▶ WHAT YOU WILL DO
From the forum thread below on the monitor enclosure build, reproduce verbatim the part that opens with the words containing "Hi guys, just" and closes with "New water setup.".

▶ PASSAGE GIVEN
## start
# Fully automated 5x4x5 feet enclosure for Quince Monitor.



## arcticrobot (Oct 9, 2014)

Hi guys, just wanted to share with you enclosure build for my 1 year old 2ft long V. melinus. 

She might be the most spoiled varanid ever. She has mobile phone, audio system, linux server, wifi smart power outlets, heated and filtered running water, misting system, pulse-proportional thermostat, surveillance and plenty of space to roam. 

Here is imgur gallery of the build. I will also try to post in in second comment field. Please expand if it doesn load all pictures, it's over 20 there. 

I also have youtube videos of her roaming around her enclosure. 
New water setup.
New Dracaena plants.


----------



## arcticrobot (Oct 9, 2014)

*Overall description.
*









This enclosure is designed to house juvenile female V. melinus Pazuzu that currently is about 2 feet long(10" snout to vent and 14"-15" tail). Enclosure dimensions are 5H x 4L x 5W feet. (1.52 x 1.22 x 1.52 meters)
Total volume is about 750 gallons or 2840 liters. 
Total living surface area, including climbable walls, poles, shelves, lamps is about 100 square feet or 9 square meters. 
Enclosure is made from industrial aluminum profile(frame), oak and birch plywood(walls, shelves), plexiglas windows. 1ft organic topsoil layer. Various other materials. Lots of automation bits(more below).
## end
▶ Extracted data entries
## start
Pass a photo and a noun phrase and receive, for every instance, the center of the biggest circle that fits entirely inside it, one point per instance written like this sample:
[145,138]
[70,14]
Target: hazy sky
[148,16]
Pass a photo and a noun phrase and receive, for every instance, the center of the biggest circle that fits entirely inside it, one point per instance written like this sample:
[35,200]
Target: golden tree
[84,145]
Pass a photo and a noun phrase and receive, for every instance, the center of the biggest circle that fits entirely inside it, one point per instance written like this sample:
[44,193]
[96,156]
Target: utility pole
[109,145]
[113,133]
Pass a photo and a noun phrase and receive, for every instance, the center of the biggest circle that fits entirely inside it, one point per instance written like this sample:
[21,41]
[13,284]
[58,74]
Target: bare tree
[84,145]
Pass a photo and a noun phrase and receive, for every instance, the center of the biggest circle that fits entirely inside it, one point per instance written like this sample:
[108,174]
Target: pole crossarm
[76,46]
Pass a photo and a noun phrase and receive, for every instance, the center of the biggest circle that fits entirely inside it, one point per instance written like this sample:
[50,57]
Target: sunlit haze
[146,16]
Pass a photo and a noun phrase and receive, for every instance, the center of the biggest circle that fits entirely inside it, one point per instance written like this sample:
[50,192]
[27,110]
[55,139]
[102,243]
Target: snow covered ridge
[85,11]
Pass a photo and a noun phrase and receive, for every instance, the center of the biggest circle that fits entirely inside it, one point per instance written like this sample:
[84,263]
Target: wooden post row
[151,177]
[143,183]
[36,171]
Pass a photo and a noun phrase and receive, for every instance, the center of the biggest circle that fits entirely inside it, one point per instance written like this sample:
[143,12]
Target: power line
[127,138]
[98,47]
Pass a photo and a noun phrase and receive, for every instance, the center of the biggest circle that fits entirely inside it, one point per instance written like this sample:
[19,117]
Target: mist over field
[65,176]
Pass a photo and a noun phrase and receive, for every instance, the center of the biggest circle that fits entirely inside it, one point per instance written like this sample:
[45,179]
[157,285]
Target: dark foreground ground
## end
▶ TASK ANSWER
Hi guys, just wanted to share with you enclosure build for my 1 year old 2ft long V. melinus. 

She might be the most spoiled varanid ever. She has mobile phone, audio system, linux server, wifi smart power outlets, heated and filtered running water, misting system, pulse-proportional thermostat, surveillance and plenty of space to roam. 

Here is imgur gallery of the build. I will also try to post in in second comment field. Please expand if it doesn load all pictures, it's over 20 there. 

I also have youtube videos of her roaming around her enclosure. 
New water setup.